**What the exercise asks**
Convert the listing below into a Markdown table with the columns Row and Line, one row per line of the listing, leaving out any blank lines.

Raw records
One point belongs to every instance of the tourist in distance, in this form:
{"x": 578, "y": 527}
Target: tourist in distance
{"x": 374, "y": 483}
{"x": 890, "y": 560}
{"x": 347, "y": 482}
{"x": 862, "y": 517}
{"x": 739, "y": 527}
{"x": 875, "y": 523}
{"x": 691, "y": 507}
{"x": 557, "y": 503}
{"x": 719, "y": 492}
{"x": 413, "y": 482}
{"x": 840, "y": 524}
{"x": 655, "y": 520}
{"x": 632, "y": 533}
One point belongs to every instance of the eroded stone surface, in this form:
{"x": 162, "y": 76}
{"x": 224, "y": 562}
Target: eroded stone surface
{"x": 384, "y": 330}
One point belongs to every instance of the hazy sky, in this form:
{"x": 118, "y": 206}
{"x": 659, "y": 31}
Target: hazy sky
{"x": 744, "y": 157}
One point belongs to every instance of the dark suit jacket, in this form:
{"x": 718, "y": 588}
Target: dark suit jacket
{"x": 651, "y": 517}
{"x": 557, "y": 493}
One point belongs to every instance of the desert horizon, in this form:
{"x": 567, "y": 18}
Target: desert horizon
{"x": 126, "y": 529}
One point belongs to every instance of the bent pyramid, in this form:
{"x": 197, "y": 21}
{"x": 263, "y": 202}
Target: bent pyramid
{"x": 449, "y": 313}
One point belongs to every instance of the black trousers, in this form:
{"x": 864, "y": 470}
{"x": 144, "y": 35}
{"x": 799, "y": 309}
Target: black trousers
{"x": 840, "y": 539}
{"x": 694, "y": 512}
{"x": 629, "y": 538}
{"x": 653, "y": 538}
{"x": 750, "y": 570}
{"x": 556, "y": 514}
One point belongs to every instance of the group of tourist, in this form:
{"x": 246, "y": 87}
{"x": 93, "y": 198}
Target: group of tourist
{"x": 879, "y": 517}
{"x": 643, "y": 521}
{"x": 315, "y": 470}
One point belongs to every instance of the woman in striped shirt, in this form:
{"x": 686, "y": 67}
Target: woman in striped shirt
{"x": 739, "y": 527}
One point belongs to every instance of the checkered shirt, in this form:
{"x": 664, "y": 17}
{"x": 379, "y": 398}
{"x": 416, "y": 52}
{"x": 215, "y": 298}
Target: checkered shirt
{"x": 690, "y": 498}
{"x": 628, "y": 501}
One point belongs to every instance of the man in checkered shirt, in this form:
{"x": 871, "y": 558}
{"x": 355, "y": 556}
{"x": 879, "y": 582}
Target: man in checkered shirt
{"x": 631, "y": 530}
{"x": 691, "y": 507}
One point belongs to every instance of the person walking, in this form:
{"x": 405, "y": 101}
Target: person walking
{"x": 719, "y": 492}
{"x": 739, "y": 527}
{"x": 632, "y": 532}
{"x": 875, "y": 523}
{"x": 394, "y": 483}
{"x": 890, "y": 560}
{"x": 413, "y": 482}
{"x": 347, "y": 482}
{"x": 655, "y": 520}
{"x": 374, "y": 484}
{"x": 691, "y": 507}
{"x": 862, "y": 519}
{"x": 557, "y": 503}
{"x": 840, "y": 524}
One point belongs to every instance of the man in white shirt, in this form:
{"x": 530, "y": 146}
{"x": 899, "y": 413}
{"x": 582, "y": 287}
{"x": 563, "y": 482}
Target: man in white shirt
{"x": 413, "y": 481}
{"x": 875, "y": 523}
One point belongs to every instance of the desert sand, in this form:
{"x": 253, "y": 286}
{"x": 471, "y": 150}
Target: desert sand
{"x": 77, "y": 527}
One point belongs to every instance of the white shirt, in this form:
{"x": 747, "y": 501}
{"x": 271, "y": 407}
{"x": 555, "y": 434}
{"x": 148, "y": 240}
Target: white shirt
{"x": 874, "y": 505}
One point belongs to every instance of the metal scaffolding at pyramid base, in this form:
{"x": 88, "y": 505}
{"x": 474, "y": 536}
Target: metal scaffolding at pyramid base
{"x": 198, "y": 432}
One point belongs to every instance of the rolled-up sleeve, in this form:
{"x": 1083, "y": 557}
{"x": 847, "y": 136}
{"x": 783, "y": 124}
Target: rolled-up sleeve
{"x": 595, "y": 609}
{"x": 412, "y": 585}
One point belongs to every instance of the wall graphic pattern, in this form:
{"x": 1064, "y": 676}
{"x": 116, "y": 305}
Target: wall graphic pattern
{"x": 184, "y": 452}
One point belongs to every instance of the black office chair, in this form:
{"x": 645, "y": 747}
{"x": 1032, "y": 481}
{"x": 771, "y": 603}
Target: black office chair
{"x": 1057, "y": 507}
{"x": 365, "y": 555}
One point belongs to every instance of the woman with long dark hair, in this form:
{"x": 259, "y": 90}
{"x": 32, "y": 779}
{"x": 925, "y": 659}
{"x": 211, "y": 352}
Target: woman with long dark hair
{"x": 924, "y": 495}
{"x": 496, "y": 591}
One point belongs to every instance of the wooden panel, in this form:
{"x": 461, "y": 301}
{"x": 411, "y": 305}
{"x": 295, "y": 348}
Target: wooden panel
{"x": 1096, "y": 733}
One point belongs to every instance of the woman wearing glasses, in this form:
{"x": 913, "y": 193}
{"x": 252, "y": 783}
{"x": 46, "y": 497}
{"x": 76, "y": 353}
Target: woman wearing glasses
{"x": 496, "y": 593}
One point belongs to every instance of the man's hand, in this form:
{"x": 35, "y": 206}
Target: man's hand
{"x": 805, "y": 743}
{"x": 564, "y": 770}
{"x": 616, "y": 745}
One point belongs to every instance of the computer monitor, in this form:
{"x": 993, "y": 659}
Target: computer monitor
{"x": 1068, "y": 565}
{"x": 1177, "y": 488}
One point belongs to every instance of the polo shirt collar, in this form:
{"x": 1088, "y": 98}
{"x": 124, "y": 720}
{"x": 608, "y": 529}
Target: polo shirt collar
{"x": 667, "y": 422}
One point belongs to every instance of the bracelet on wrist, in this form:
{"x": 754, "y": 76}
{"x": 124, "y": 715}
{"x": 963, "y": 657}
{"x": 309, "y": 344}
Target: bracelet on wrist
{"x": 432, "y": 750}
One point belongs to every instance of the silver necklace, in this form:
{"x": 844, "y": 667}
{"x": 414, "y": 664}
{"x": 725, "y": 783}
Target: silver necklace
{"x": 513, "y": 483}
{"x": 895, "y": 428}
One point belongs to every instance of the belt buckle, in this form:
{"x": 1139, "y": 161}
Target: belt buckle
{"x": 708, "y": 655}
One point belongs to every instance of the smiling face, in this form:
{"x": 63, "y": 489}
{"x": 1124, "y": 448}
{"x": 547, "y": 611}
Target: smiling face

**Correct result**
| Row | Line |
|---|---|
| 1 | One point belongs to every instance of the tourist in distance, in this form: |
| 2 | {"x": 578, "y": 527} |
| 3 | Target: tourist in distance |
| 4 | {"x": 374, "y": 483} |
| 5 | {"x": 890, "y": 560} |
| 6 | {"x": 347, "y": 482} |
| 7 | {"x": 862, "y": 517} |
| 8 | {"x": 739, "y": 527} |
| 9 | {"x": 875, "y": 523} |
| 10 | {"x": 691, "y": 507} |
| 11 | {"x": 557, "y": 503} |
| 12 | {"x": 719, "y": 492} |
| 13 | {"x": 413, "y": 482} |
| 14 | {"x": 840, "y": 524} |
| 15 | {"x": 655, "y": 520} |
| 16 | {"x": 632, "y": 533} |
| 17 | One point belongs to every instance of the eroded stone surface, in this form: |
| 18 | {"x": 162, "y": 76} |
| 19 | {"x": 224, "y": 562} |
| 20 | Target: eroded stone surface |
| 21 | {"x": 384, "y": 330} |
| 22 | One point belongs to every instance of the hazy sky, in this form: |
| 23 | {"x": 118, "y": 206} |
| 24 | {"x": 659, "y": 31} |
| 25 | Target: hazy sky |
| 26 | {"x": 744, "y": 157} |
| 27 | One point belongs to every instance of the dark suit jacket, in this form: |
| 28 | {"x": 718, "y": 588} |
| 29 | Target: dark suit jacket |
| 30 | {"x": 651, "y": 517} |
| 31 | {"x": 557, "y": 493} |
| 32 | One point belongs to every instance of the desert horizon, in this form: |
| 33 | {"x": 567, "y": 18} |
| 34 | Target: desert horizon |
| 35 | {"x": 126, "y": 529} |
| 36 | One point belongs to every instance of the bent pyramid, in this form: |
| 37 | {"x": 197, "y": 21} |
| 38 | {"x": 263, "y": 202} |
| 39 | Target: bent pyramid |
| 40 | {"x": 449, "y": 313} |
| 41 | One point belongs to every instance of the black trousers, in this form: |
| 42 | {"x": 864, "y": 470} |
| 43 | {"x": 144, "y": 35} |
| 44 | {"x": 799, "y": 309} |
| 45 | Target: black trousers |
| 46 | {"x": 840, "y": 539} |
| 47 | {"x": 694, "y": 512} |
| 48 | {"x": 629, "y": 538} |
| 49 | {"x": 653, "y": 538} |
| 50 | {"x": 750, "y": 570} |
| 51 | {"x": 556, "y": 514} |
| 52 | One point belongs to every instance of the group of tourist, in this form: |
| 53 | {"x": 246, "y": 87} |
| 54 | {"x": 93, "y": 198} |
| 55 | Target: group of tourist |
| 56 | {"x": 879, "y": 517} |
| 57 | {"x": 643, "y": 521} |
| 58 | {"x": 315, "y": 470} |
| 59 | One point belongs to every instance of the woman in striped shirt, in this form: |
| 60 | {"x": 686, "y": 67} |
| 61 | Target: woman in striped shirt |
| 62 | {"x": 739, "y": 527} |
| 63 | One point belongs to every instance of the checkered shirt, in this form: |
| 64 | {"x": 664, "y": 17} |
| 65 | {"x": 379, "y": 398} |
| 66 | {"x": 416, "y": 52} |
| 67 | {"x": 215, "y": 298} |
| 68 | Target: checkered shirt |
| 69 | {"x": 690, "y": 498} |
| 70 | {"x": 628, "y": 501} |
| 71 | One point belongs to every instance of the man in checkered shirt, in this form: |
| 72 | {"x": 871, "y": 558} |
| 73 | {"x": 355, "y": 556} |
| 74 | {"x": 879, "y": 582} |
| 75 | Target: man in checkered shirt |
| 76 | {"x": 631, "y": 530} |
| 77 | {"x": 691, "y": 507} |
| 78 | One point belongs to every instance of the person walking, in this form: |
| 79 | {"x": 405, "y": 101} |
| 80 | Target: person walking |
| 81 | {"x": 719, "y": 492} |
| 82 | {"x": 739, "y": 527} |
| 83 | {"x": 632, "y": 532} |
| 84 | {"x": 875, "y": 523} |
| 85 | {"x": 394, "y": 483} |
| 86 | {"x": 890, "y": 560} |
| 87 | {"x": 413, "y": 482} |
| 88 | {"x": 347, "y": 482} |
| 89 | {"x": 655, "y": 520} |
| 90 | {"x": 374, "y": 484} |
| 91 | {"x": 691, "y": 507} |
| 92 | {"x": 862, "y": 519} |
| 93 | {"x": 557, "y": 503} |
| 94 | {"x": 840, "y": 524} |
| 95 | One point belongs to every instance of the man in white shirt, in this form: |
| 96 | {"x": 530, "y": 146} |
| 97 | {"x": 899, "y": 413} |
| 98 | {"x": 582, "y": 287} |
| 99 | {"x": 563, "y": 482} |
| 100 | Target: man in white shirt |
| 101 | {"x": 413, "y": 481} |
| 102 | {"x": 875, "y": 523} |
| 103 | One point belongs to every instance of the desert sand, in this form: |
| 104 | {"x": 253, "y": 286} |
| 105 | {"x": 471, "y": 150} |
| 106 | Target: desert sand |
| 107 | {"x": 77, "y": 527} |
| 108 | One point belongs to every instance of the white shirt, in this form: |
| 109 | {"x": 747, "y": 501} |
| 110 | {"x": 271, "y": 407} |
| 111 | {"x": 555, "y": 434} |
| 112 | {"x": 148, "y": 240} |
| 113 | Target: white shirt |
| 114 | {"x": 874, "y": 505} |
| 115 | One point belongs to every instance of the metal scaffolding at pyramid base, in this form: |
| 116 | {"x": 88, "y": 505} |
| 117 | {"x": 474, "y": 536} |
| 118 | Target: metal scaffolding at pyramid base |
| 119 | {"x": 198, "y": 432} |
| 120 | One point belongs to every instance of the rolled-up sleeve, in this form: |
| 121 | {"x": 1083, "y": 557} |
| 122 | {"x": 847, "y": 136} |
| 123 | {"x": 783, "y": 124} |
| 124 | Target: rolled-up sleeve |
| 125 | {"x": 595, "y": 609} |
| 126 | {"x": 412, "y": 585} |
| 127 | One point belongs to every instance of the wall graphic pattern, in this form: |
| 128 | {"x": 1064, "y": 676} |
| 129 | {"x": 116, "y": 305} |
| 130 | Target: wall graphic pattern |
| 131 | {"x": 184, "y": 452} |
| 132 | One point belongs to every instance of the black office chair, in this form: |
| 133 | {"x": 645, "y": 747} |
| 134 | {"x": 1032, "y": 481} |
| 135 | {"x": 771, "y": 603} |
| 136 | Target: black office chair |
| 137 | {"x": 1057, "y": 507} |
| 138 | {"x": 365, "y": 555} |
| 139 | One point belongs to every instance of the woman with long dark hair, in this form: |
| 140 | {"x": 259, "y": 90} |
| 141 | {"x": 32, "y": 779} |
| 142 | {"x": 925, "y": 659} |
| 143 | {"x": 211, "y": 352} |
| 144 | Target: woman with long dark hair |
| 145 | {"x": 924, "y": 495} |
| 146 | {"x": 496, "y": 591} |
| 147 | One point belongs to every instance of the wooden panel, in this form: |
| 148 | {"x": 461, "y": 301} |
| 149 | {"x": 411, "y": 305} |
| 150 | {"x": 295, "y": 348} |
| 151 | Target: wooden panel |
| 152 | {"x": 1096, "y": 733} |
| 153 | One point belongs to every instance of the woman wearing glasses, in this form: |
| 154 | {"x": 913, "y": 193} |
| 155 | {"x": 252, "y": 783} |
| 156 | {"x": 46, "y": 497} |
| 157 | {"x": 76, "y": 353} |
| 158 | Target: woman wearing glasses |
| 159 | {"x": 496, "y": 593} |
| 160 | One point belongs to every instance of the man's hand, in this form: |
| 161 | {"x": 35, "y": 206} |
| 162 | Target: man's hand |
| 163 | {"x": 805, "y": 743} |
| 164 | {"x": 564, "y": 770} |
| 165 | {"x": 616, "y": 745} |
| 166 | One point belongs to every instance of the computer monitor, in this form: |
| 167 | {"x": 993, "y": 659} |
| 168 | Target: computer monitor |
| 169 | {"x": 1068, "y": 565} |
| 170 | {"x": 1177, "y": 488} |
| 171 | One point belongs to every instance of the polo shirt collar, in this form: |
| 172 | {"x": 1088, "y": 98} |
| 173 | {"x": 124, "y": 720} |
| 174 | {"x": 608, "y": 529} |
| 175 | Target: polo shirt collar |
| 176 | {"x": 667, "y": 422} |
| 177 | One point belongs to every instance of the bracelet on wrist, in this form: |
| 178 | {"x": 754, "y": 76} |
| 179 | {"x": 124, "y": 715} |
| 180 | {"x": 963, "y": 657} |
| 181 | {"x": 309, "y": 344} |
| 182 | Target: bracelet on wrist |
| 183 | {"x": 432, "y": 750} |
| 184 | One point belongs to every instance of the silver necklace, in this form: |
| 185 | {"x": 844, "y": 667} |
| 186 | {"x": 414, "y": 664} |
| 187 | {"x": 725, "y": 783} |
| 188 | Target: silver necklace |
| 189 | {"x": 513, "y": 483} |
| 190 | {"x": 895, "y": 428} |
| 191 | One point belongs to every instance of the belt buckle, in this form: |
| 192 | {"x": 1139, "y": 161} |
| 193 | Target: belt buckle |
| 194 | {"x": 708, "y": 655} |
| 195 | One point belongs to every instance of the smiling face, in this form: |
| 196 | {"x": 63, "y": 489} |
| 197 | {"x": 1124, "y": 448} |
| 198 | {"x": 547, "y": 611} |
| 199 | Target: smiling face |